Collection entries

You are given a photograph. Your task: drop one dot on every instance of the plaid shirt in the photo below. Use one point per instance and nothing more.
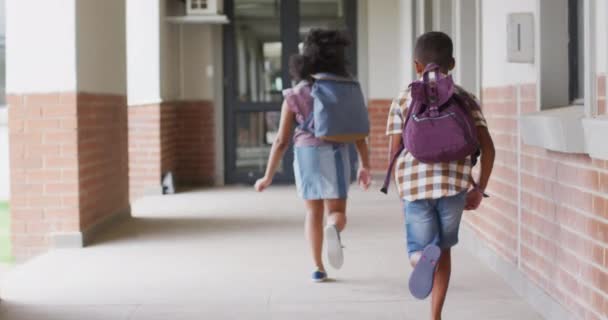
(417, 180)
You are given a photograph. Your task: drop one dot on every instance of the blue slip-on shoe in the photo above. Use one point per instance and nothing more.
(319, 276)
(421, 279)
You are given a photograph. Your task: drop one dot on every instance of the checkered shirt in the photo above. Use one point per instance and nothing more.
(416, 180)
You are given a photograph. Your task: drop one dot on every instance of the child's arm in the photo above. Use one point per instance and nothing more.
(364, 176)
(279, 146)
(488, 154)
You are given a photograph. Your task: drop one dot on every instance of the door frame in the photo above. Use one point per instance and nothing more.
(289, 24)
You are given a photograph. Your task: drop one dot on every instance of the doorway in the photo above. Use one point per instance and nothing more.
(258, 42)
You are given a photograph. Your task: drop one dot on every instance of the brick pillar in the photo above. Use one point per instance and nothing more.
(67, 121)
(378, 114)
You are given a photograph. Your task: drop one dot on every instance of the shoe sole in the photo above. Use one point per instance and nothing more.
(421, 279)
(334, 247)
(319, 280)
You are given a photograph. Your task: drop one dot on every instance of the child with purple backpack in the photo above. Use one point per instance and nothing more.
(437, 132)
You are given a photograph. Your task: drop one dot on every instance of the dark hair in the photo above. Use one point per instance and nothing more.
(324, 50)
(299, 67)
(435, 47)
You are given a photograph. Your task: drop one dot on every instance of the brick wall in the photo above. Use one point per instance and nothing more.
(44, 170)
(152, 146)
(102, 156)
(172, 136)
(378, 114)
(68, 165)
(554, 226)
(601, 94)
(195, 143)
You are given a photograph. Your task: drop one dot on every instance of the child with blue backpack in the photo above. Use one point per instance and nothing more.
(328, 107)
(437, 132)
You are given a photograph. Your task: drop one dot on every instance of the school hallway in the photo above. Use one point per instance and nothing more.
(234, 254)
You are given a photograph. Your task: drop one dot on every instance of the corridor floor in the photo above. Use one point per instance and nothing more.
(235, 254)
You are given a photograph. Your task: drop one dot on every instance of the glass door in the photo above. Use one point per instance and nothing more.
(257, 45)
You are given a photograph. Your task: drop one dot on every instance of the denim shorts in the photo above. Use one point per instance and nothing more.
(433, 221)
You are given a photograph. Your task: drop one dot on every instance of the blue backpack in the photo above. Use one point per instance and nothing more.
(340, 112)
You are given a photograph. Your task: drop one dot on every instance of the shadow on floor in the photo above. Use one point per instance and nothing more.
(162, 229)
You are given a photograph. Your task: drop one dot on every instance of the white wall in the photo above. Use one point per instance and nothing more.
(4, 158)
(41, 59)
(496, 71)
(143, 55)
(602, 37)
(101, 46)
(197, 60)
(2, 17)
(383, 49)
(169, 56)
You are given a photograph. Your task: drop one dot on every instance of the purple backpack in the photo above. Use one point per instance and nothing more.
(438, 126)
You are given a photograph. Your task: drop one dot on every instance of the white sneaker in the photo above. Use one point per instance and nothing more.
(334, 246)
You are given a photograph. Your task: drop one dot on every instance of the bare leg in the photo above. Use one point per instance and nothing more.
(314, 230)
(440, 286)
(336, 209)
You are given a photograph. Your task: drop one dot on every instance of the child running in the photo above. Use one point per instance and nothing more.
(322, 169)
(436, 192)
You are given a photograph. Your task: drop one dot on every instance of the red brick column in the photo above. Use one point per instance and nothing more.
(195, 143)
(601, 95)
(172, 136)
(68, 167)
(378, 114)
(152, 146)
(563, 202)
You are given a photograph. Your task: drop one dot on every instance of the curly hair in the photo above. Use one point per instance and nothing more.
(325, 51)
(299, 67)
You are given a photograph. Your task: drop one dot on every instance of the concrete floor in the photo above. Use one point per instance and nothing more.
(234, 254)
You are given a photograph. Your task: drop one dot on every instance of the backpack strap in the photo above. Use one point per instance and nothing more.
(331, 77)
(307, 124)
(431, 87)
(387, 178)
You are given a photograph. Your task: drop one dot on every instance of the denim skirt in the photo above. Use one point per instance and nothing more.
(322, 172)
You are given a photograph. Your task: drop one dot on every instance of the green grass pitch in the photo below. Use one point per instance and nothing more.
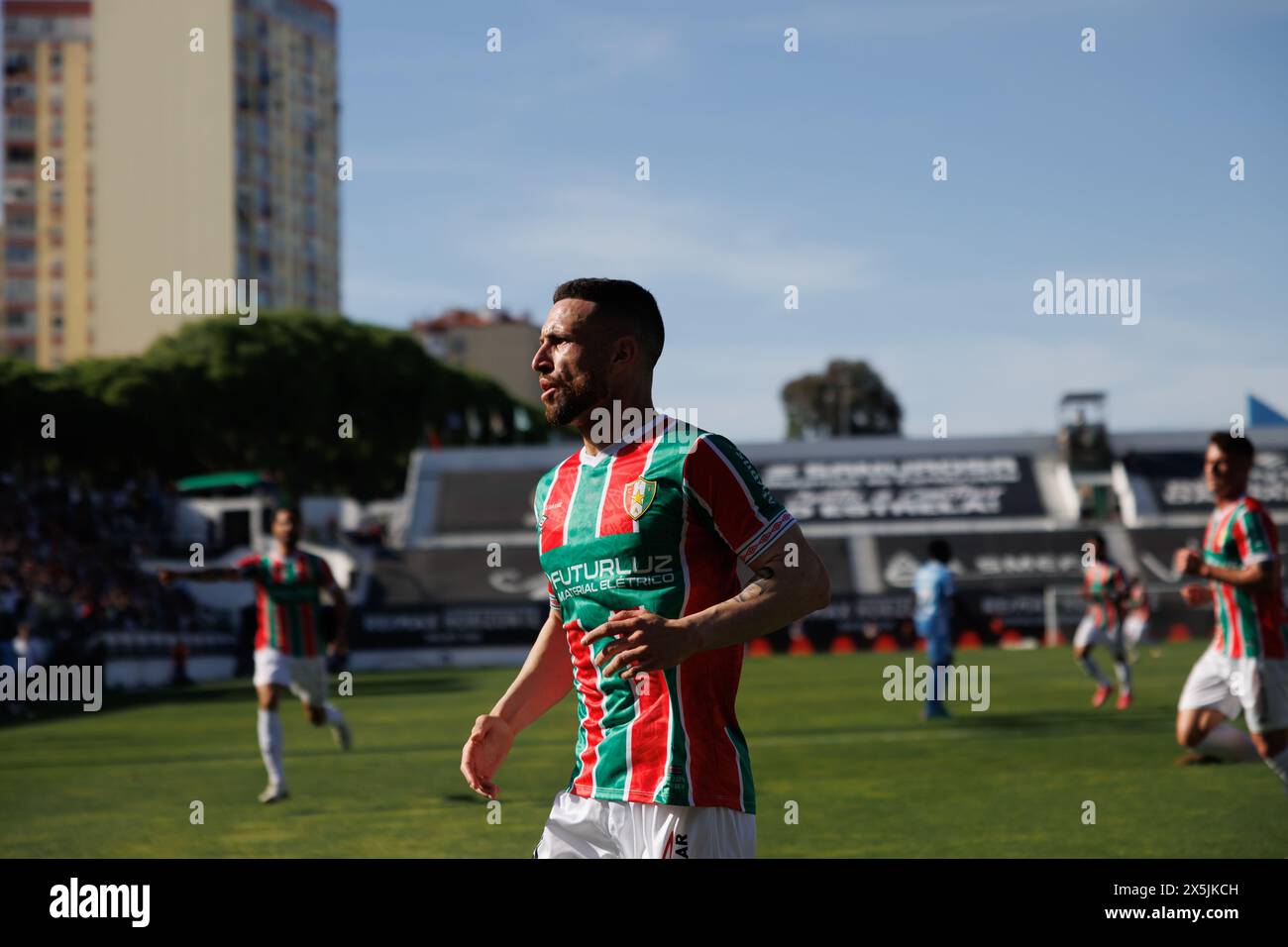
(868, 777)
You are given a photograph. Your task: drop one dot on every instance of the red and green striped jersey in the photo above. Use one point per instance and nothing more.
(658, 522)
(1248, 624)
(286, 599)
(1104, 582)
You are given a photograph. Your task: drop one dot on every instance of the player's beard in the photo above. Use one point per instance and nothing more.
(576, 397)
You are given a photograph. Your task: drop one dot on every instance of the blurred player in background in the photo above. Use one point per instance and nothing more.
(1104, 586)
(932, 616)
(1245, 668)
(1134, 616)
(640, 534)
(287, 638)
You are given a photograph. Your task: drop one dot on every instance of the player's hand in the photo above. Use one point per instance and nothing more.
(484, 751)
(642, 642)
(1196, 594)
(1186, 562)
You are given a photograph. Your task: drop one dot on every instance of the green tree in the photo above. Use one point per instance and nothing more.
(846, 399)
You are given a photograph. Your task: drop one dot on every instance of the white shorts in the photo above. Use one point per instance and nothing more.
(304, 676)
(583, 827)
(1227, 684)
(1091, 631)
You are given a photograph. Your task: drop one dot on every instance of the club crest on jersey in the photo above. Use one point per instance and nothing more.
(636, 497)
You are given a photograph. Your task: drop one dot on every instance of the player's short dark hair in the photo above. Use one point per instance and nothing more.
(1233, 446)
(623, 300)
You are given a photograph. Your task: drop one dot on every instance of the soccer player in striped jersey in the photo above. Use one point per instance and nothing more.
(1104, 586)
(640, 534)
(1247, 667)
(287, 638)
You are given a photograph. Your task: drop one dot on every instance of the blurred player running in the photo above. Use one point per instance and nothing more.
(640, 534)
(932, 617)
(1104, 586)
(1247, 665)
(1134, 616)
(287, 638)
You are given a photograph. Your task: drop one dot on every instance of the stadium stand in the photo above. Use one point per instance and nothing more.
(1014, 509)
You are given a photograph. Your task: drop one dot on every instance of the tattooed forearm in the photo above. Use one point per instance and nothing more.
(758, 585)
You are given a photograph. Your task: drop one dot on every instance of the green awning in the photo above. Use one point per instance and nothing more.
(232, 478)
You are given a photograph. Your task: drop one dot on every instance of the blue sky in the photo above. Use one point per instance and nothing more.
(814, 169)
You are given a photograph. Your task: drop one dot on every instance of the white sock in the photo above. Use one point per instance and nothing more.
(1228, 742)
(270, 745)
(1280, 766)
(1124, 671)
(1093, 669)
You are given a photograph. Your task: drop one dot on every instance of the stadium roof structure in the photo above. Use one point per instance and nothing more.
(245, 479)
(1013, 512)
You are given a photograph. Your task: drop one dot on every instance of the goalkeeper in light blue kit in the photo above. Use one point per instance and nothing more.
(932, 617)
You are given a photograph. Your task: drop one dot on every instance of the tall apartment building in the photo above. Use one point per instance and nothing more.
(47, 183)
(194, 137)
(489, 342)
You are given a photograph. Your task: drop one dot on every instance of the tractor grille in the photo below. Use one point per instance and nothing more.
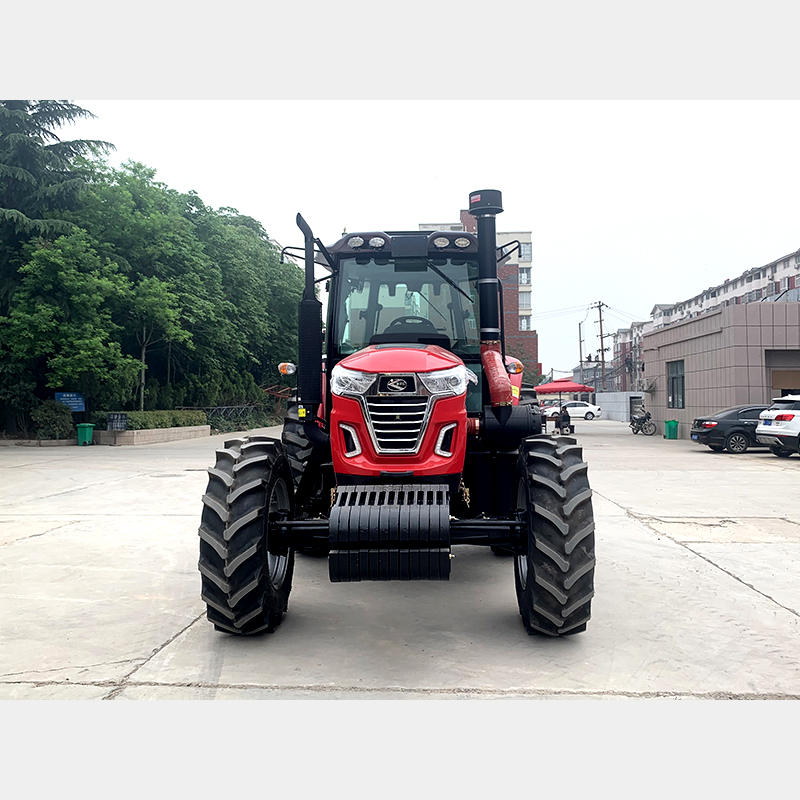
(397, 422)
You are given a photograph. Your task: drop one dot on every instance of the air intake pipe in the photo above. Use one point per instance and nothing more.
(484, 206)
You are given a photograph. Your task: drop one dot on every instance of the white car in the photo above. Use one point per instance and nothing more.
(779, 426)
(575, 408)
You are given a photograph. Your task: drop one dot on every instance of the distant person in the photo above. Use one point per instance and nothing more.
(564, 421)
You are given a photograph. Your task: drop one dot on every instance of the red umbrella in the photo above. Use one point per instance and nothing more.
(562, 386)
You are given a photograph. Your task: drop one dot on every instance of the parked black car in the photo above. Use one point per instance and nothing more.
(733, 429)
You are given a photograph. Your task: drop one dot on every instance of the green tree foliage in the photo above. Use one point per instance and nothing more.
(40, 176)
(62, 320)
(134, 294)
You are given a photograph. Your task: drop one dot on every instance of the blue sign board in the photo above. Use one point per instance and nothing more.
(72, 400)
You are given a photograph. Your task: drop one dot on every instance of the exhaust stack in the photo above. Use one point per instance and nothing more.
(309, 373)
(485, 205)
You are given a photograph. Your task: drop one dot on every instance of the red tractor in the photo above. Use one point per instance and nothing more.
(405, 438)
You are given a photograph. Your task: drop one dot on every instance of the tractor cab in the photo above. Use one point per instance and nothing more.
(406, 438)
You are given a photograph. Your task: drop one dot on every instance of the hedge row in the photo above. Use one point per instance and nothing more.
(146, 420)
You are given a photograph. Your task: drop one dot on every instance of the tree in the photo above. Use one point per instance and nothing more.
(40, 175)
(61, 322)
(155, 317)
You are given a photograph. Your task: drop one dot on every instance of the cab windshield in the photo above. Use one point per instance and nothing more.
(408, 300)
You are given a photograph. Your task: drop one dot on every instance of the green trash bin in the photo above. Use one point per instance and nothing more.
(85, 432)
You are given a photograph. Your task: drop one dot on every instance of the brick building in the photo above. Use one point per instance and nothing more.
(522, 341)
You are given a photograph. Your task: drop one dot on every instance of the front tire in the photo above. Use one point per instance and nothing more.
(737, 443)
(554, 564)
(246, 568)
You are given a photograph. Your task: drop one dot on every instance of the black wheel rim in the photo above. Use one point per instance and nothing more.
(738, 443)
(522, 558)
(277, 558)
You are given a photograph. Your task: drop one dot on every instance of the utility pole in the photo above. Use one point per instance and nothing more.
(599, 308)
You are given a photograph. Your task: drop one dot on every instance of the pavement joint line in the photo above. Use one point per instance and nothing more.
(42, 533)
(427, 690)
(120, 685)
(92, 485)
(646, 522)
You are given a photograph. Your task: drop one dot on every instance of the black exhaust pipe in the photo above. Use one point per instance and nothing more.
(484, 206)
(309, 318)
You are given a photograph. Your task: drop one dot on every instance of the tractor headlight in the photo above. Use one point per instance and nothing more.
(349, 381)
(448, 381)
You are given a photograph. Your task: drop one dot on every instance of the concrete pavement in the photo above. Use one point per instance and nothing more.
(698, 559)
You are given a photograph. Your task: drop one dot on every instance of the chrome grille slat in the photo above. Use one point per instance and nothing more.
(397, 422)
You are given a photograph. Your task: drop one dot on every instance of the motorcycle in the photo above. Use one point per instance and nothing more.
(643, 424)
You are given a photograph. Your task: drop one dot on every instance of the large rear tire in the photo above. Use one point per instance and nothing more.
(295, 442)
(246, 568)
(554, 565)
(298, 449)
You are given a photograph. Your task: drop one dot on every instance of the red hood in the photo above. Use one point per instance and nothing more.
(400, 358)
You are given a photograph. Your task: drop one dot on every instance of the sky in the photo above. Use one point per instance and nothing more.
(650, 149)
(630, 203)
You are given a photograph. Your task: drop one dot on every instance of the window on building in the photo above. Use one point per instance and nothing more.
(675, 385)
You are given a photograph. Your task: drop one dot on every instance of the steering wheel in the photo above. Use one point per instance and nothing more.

Do this:
Rewrite the records from the line containing "of the window" through the end of the records, substituting "mark" for every "dot" and leaving everything else unchanged.

Task solution:
You are given a photograph. Your task: drop one mark on every instance of the window on building in the photo above. Use one point per instance and nothing more.
(675, 385)
You are given a photograph. Your task: drop one mark on every instance of the steering wheel in the photo above. Use one point per instance and nothing more.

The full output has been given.